> Text:
+++
0

I know there are a ton of nvidia driver-related questions, but I tried everything I could find and none worked.

I am using an ASUS ROG GL752VW, core i7 6700HQ, nvidia GTX 960M 4GB GDDR5. I first installed Windows 10 and left ~200GB for my linux OS.

  1. Created Ubuntu 14.04 Live-USB with rufus
  2. Tried to boot from the live USB. Did not work, had to enable nomodeset from the advanced boot options, because it stuck at Starting CUPS printing spooler/server [ OK ] (solution from here.
  3. After successfully installed, tried installing the drivers apt-get install nvidia-current
    • After reboot, stuck in a login loop (after inserting correct password, screen would go back to login)
    • Uninstalled the drivers apt-get remove --purge nvidia-*
  4. Tried add-apt-repository ppa:graphics-drivers/ppa and installing the newer drivers (latest is 378)
+++
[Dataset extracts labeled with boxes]
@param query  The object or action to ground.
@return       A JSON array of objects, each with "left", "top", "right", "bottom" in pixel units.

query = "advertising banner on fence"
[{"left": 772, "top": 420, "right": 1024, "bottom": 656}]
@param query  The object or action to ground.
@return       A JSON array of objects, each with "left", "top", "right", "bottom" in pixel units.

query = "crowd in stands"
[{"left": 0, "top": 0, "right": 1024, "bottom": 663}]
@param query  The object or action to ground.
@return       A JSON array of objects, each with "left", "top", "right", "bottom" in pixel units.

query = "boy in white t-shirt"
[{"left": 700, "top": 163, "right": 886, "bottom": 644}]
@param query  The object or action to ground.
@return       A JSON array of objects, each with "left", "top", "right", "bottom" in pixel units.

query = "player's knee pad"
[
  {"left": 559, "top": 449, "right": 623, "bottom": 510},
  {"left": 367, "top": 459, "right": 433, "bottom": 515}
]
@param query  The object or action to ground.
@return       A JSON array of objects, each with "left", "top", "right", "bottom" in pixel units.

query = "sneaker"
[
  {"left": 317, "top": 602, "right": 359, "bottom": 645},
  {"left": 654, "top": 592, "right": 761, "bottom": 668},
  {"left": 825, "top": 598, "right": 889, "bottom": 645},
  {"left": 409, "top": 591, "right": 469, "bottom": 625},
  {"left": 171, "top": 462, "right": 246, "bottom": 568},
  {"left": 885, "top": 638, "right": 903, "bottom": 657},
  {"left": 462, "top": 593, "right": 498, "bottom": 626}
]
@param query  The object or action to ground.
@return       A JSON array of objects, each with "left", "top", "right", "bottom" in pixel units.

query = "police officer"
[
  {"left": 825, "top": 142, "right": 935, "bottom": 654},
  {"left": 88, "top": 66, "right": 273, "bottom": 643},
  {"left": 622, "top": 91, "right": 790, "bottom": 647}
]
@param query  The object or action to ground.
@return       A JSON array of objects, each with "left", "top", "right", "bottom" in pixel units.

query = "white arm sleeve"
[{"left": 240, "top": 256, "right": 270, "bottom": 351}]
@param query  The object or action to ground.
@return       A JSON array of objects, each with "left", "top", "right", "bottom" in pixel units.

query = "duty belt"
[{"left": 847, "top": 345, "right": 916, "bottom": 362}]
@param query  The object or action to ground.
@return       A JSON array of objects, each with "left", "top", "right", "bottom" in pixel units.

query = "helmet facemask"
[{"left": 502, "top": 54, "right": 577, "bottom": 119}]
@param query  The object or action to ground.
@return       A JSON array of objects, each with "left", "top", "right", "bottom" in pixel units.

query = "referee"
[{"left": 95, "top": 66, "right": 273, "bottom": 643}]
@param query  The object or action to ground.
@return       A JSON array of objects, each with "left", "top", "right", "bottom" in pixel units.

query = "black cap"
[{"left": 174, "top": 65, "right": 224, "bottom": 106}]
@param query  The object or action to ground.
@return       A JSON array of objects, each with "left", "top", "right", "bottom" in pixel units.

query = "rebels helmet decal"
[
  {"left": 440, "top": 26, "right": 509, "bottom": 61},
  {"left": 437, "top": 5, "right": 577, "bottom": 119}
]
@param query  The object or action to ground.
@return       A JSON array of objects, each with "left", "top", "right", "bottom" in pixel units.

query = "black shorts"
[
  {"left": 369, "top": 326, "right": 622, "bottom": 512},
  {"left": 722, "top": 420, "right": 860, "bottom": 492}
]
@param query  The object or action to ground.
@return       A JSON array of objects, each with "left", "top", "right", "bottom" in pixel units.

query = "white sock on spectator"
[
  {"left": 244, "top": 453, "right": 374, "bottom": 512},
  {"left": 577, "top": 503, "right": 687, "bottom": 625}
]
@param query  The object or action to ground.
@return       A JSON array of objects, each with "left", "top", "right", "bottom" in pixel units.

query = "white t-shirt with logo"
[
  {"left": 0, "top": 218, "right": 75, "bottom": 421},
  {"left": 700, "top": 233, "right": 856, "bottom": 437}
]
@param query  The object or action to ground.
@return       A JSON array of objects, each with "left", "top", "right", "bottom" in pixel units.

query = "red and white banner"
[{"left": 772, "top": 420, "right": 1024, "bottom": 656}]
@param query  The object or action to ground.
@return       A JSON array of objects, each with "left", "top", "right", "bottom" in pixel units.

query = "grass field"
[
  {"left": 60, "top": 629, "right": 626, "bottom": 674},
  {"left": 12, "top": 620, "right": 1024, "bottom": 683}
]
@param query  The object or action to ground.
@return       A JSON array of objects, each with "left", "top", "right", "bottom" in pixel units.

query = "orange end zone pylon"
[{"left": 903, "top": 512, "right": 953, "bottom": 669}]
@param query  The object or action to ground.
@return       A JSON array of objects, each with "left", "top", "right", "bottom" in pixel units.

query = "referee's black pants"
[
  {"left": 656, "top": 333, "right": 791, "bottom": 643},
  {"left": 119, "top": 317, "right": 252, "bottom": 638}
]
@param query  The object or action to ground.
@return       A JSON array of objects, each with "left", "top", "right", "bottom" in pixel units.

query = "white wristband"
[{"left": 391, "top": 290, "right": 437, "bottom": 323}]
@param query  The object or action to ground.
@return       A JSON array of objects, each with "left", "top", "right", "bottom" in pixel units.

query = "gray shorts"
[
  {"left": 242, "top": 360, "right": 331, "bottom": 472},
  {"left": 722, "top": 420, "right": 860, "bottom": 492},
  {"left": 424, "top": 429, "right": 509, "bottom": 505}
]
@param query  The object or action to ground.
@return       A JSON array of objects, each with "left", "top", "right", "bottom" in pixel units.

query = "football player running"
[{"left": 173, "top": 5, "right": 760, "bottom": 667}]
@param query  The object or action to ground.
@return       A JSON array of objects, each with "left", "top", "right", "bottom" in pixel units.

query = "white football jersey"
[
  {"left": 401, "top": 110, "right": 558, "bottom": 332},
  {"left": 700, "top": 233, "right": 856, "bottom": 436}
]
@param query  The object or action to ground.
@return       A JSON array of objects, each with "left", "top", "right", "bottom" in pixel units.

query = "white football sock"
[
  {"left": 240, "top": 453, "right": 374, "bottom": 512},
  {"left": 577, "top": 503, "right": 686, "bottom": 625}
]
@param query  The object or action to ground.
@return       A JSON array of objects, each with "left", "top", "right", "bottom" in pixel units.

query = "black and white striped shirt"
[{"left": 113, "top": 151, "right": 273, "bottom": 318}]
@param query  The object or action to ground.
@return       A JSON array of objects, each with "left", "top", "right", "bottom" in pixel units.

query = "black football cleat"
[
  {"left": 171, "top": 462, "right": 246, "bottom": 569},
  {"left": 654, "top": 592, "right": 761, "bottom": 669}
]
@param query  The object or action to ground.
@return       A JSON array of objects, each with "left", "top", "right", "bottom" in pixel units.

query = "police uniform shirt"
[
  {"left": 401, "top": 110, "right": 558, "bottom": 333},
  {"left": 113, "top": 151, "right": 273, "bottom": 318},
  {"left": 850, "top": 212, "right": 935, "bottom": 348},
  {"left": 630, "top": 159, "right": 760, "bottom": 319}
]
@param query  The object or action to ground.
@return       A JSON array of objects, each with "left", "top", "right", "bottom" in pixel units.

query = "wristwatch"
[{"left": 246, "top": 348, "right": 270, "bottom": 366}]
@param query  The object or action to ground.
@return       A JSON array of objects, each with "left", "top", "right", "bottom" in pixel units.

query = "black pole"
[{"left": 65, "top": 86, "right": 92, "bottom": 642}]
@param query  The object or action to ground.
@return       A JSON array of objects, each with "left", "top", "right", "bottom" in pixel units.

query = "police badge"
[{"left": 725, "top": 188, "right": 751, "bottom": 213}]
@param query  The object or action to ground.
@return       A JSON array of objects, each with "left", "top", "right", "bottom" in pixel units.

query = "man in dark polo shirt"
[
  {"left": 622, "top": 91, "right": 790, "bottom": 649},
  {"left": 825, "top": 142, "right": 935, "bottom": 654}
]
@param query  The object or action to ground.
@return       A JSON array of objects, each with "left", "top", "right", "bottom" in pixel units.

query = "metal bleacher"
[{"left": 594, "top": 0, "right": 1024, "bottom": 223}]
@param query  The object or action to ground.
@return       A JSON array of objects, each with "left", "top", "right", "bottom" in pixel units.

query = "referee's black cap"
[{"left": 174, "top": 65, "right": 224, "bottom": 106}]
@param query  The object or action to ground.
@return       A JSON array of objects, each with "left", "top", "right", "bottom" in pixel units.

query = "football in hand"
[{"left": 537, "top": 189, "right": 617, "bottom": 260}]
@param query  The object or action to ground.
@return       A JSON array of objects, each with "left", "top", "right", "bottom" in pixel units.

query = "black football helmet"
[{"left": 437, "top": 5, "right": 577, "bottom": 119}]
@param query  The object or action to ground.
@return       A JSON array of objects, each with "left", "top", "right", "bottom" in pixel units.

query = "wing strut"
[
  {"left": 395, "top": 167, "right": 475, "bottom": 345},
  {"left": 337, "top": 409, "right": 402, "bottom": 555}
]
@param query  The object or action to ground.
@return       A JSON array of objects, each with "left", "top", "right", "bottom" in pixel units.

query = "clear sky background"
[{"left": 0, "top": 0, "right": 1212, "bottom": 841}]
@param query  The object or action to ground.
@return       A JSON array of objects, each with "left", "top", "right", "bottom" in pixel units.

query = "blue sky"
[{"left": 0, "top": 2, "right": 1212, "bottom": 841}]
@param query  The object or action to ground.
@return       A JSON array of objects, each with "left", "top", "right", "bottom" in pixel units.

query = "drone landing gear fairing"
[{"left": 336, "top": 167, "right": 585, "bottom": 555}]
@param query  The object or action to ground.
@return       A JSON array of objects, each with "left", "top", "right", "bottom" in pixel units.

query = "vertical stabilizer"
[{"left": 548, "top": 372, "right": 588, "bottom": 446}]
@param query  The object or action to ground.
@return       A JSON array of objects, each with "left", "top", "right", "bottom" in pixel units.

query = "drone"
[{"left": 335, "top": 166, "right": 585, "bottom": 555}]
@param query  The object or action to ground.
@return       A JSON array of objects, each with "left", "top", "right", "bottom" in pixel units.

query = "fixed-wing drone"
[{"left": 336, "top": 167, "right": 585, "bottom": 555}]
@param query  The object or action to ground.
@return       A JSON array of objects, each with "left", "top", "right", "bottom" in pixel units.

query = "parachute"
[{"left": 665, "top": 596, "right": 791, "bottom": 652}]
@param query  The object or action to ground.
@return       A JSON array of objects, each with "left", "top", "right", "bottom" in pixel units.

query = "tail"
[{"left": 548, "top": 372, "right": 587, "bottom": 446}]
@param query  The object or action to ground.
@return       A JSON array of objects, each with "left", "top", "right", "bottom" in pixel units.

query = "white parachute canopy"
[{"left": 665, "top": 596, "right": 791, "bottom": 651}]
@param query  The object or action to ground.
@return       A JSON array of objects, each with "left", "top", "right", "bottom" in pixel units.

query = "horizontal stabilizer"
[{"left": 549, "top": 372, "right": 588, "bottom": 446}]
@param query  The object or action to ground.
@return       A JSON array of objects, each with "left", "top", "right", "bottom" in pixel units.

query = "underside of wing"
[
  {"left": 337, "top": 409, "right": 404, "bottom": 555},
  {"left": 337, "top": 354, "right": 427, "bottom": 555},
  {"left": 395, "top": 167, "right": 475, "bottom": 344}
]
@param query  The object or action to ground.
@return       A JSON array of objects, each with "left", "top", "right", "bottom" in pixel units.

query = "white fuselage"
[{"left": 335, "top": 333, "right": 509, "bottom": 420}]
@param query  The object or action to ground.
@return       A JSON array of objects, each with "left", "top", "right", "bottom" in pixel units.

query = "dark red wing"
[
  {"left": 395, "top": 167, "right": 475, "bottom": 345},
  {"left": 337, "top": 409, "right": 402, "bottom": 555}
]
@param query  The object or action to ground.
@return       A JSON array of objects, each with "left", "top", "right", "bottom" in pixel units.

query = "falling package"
+++
> To do:
a – Rewrite the part of the nvidia driver post starting with "I know there" and going on through "my linux OS.", renaming "Windows 10" to "Windows 11".
b – Find and copy out every line of the records that contains the string "banner", treating uppercase and lowercase as different.

> Responses to the tasks:
a –
I know there are a ton of nvidia driver-related questions, but I tried everything I could find and none worked.

I am using an ASUS ROG GL752VW, core i7 6700HQ, nvidia GTX 960M 4GB GDDR5. I first installed Windows 11 and left ~200GB for my linux OS.

b –
query = "advertising banner on fence"
query = "red and white banner"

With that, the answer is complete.